WHAT TO DO:
Starting at the line with "Exercise. Mark the floral" in it, reproduce each line below through the last one, exactly, and include nothing else.

[Records from a data source]
##############################
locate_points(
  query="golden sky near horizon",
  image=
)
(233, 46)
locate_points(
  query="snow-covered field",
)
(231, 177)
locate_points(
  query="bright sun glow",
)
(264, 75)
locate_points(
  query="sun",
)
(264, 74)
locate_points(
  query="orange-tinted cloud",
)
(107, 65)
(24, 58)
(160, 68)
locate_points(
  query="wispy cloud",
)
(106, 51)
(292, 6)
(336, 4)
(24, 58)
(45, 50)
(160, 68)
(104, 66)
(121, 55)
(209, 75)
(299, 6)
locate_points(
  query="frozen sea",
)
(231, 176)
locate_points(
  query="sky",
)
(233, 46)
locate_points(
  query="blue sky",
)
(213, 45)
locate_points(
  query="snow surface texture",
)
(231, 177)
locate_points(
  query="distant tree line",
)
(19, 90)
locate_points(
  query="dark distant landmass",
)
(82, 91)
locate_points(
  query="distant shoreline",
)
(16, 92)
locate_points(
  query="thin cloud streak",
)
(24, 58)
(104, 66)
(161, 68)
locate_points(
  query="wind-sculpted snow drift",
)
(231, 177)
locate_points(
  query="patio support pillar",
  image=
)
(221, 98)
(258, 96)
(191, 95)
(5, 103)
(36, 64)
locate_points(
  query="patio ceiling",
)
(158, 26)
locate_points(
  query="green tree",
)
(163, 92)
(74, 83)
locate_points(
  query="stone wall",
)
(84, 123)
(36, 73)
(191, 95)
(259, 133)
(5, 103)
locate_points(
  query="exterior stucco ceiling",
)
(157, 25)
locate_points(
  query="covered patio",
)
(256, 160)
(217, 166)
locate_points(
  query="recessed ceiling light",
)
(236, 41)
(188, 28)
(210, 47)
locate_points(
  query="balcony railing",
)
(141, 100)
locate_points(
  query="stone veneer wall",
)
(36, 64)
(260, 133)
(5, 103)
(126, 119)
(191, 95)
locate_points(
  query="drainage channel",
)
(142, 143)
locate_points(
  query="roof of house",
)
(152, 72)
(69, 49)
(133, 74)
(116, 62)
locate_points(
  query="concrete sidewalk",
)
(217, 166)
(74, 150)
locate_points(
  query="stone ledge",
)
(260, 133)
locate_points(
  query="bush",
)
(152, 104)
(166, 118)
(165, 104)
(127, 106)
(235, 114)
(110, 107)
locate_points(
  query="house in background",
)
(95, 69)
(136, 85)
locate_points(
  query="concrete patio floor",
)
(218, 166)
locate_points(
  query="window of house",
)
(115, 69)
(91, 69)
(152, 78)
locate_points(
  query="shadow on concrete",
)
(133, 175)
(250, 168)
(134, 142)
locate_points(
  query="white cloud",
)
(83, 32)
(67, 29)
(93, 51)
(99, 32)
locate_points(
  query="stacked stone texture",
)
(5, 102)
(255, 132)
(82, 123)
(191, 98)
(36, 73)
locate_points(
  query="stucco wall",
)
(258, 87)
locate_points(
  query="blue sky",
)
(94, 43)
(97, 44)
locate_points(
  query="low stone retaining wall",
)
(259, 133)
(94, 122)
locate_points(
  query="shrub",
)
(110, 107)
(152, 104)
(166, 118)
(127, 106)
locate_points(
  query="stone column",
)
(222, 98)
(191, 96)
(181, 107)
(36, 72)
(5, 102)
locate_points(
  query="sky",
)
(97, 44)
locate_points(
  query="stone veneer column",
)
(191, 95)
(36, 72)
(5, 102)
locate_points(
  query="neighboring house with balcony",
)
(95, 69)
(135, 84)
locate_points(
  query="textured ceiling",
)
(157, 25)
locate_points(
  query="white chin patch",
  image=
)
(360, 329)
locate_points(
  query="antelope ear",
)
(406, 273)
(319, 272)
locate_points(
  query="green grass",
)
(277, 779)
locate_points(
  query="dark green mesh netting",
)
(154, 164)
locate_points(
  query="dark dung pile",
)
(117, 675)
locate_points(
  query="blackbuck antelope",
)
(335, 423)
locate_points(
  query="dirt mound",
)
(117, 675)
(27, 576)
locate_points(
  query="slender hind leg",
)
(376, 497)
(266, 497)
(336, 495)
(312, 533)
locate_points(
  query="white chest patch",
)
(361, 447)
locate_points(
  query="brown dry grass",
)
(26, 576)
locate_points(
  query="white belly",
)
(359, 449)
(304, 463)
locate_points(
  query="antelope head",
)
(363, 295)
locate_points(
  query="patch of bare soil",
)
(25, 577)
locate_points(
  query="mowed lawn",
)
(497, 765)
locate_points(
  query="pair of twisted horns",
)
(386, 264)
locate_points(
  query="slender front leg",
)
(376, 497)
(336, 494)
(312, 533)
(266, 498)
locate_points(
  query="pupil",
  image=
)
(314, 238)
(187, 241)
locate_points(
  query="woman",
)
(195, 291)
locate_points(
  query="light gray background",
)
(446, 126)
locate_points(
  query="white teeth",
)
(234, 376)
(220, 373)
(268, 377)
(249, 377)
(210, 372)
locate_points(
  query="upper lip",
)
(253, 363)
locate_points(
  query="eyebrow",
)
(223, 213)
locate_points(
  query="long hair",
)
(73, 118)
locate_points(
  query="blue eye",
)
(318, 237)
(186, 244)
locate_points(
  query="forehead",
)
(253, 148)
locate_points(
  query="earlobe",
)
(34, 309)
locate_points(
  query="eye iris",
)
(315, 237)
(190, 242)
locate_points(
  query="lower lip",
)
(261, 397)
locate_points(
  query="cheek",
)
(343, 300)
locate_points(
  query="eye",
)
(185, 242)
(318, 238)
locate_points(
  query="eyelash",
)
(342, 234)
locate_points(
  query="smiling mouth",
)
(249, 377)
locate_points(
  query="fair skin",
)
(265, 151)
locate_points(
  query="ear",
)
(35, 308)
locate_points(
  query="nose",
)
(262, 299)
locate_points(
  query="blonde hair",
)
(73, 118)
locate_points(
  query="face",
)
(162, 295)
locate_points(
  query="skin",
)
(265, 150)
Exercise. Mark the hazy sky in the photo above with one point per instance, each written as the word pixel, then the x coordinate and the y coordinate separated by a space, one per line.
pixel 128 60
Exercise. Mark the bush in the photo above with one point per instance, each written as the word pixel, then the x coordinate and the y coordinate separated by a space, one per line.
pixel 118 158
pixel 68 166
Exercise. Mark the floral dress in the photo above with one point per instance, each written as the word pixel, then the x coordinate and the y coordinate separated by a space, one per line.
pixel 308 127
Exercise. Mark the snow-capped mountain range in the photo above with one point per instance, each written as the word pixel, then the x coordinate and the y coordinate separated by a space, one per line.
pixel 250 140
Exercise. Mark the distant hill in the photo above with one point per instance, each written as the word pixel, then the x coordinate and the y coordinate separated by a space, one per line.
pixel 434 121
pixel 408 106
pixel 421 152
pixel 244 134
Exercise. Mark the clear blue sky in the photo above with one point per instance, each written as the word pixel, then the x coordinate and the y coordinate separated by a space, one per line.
##############################
TASK RESPONSE:
Exercise. Mark the floral dress in the photo above with one point per instance, each written as the word pixel, then the x coordinate and the y coordinate separated by a space, one per line.
pixel 308 127
Exercise. Mark the snow-capped mountain range in the photo above with one point per instance, each written as the word pixel, then the x coordinate and the y coordinate separated by a space, one per line.
pixel 250 140
Exercise. Mark the distant hill in the photo above with one point per instance, each written as the word pixel, then the x coordinate and the y coordinate separated by a space, one per line.
pixel 434 121
pixel 408 106
pixel 421 152
pixel 244 134
Exercise. Mark the clear blue sky in the photo above with one point per instance, each written as the word pixel, then the x coordinate and the y coordinate separated by a space, one per line.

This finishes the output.